**Work to complete**:
• A. From the post on the Lords, reproduce the part that opens with the words containing "A victory for" and closes with "religion and sexuality.", switching "ordinary people" to "members of the public".
• B. According to the post on the Lords, under what system did Blair insist the Lords be elected?
** Extract provided follows **
Why we need the Lords

A victory for free speech: Lords vote to axe law banning insults that had led to countless arrests of ordinary people

The controversial legislation led to countless arrests of ordinary people for making jokes and expressing opinions about religion and sexuality.

Until we get a chamber where prime ministers and parties no longer count but it’s like one big senate, we still need need the Lords or at least a truly bicameral  form of government.  The only way all this PC legislation has got through in the first place was because Blair crippled the Lords by insisting it be elected under the current “vote for the party” system and subject to him rather than to sound, independent values.

There are still those who think that handing the PM more powers is somehow equivalent to free speech, whereas the opposite is the case, as has been shown over and over.  Fighting for an elected Lords at this point, under this parliamentary set-up, is equivalent to making it subject to the big 3 and the prime minister.

If you don’t like the idea of hereditary Lords, fine – the idea is that these people need to be independent of PCism and career politicians.   Put a whole load of grandmothers in there if you wish but don’t let them be career politicians from the Big 3.

9 comments for “Why we need the Lords

  1. December 14, 2012 at 10:17 am

    I agree – this vote highlights the value of the Lords if the malign influence of Big Three can be reduced.
** End of Extract provided **
** Supplied information follows **
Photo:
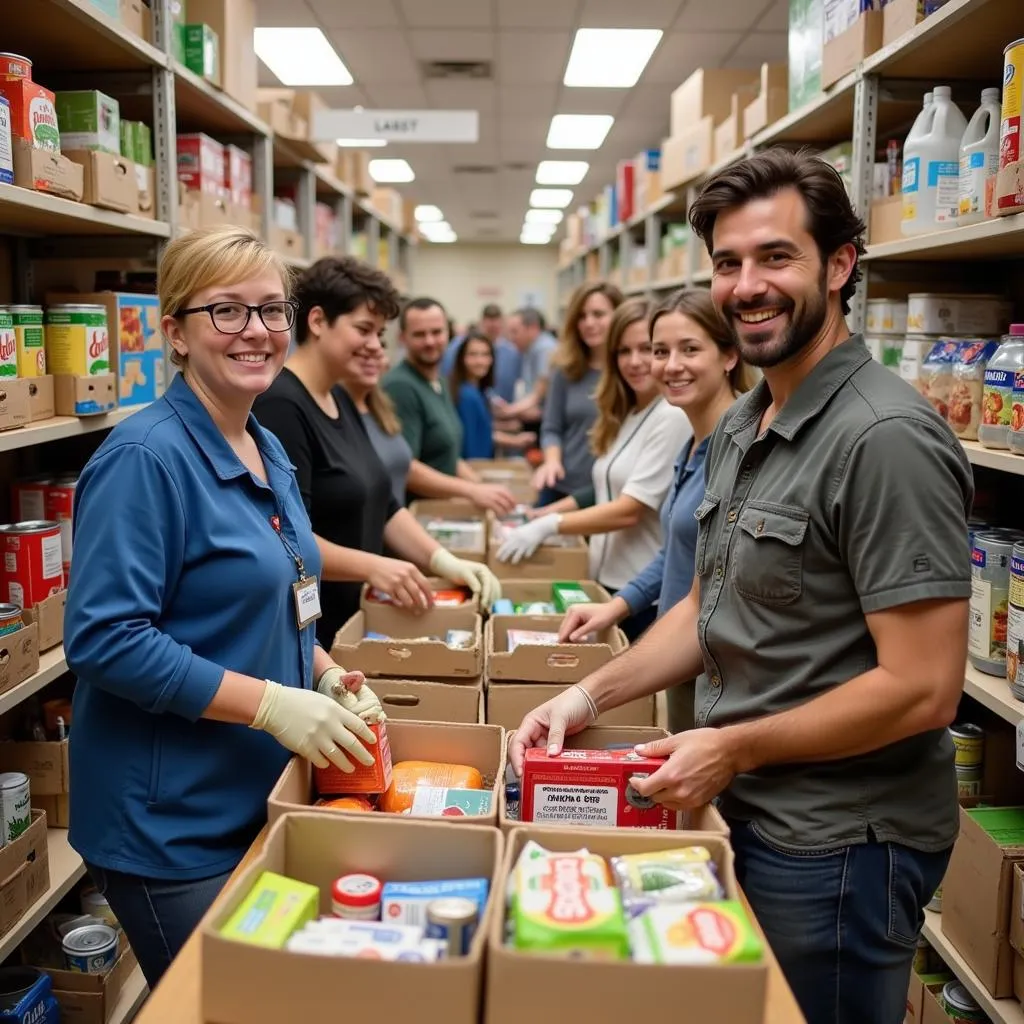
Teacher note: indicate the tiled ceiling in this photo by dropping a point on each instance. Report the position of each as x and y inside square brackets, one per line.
[527, 42]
** End of Supplied information **
**Answers given**:
• A.
A victory for free speech: Lords vote to axe law banning insults that had led to countless arrests of members of the public

The controversial legislation led to countless arrests of members of the public for making jokes and expressing opinions about religion and sexuality.

• B. Under the current "vote for the party" system.